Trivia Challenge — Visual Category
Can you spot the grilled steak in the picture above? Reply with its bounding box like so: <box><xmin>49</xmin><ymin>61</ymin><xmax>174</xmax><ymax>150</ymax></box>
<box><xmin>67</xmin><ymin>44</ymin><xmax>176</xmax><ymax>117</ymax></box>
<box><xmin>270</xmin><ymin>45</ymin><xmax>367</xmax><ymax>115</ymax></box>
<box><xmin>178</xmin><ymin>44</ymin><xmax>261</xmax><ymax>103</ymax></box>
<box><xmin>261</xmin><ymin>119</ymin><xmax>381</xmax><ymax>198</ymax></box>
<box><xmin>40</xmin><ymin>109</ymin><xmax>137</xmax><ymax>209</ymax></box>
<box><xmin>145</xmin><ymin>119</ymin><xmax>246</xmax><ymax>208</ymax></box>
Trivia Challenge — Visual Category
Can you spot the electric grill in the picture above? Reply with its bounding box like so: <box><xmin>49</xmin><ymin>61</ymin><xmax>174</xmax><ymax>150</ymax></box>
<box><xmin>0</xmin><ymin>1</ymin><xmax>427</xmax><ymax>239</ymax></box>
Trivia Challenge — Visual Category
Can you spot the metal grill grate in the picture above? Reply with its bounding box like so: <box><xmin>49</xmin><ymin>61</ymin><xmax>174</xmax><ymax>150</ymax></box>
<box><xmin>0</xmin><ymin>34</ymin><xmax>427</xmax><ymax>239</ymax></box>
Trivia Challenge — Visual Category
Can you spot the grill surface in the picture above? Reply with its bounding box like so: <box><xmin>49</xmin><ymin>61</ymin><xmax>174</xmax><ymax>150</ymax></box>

• _WHAT YOU WILL DO_: Revise everything from the start of the data down to the line containing "Can you spot the grilled", putting "ribeye steak" in place of "grilled steak" and leaving everything else as it is.

• _RIGHT ANSWER_:
Trivia Challenge — Visual Category
Can you spot the ribeye steak in the picture above? Reply with its bounding box like so: <box><xmin>49</xmin><ymin>61</ymin><xmax>174</xmax><ymax>150</ymax></box>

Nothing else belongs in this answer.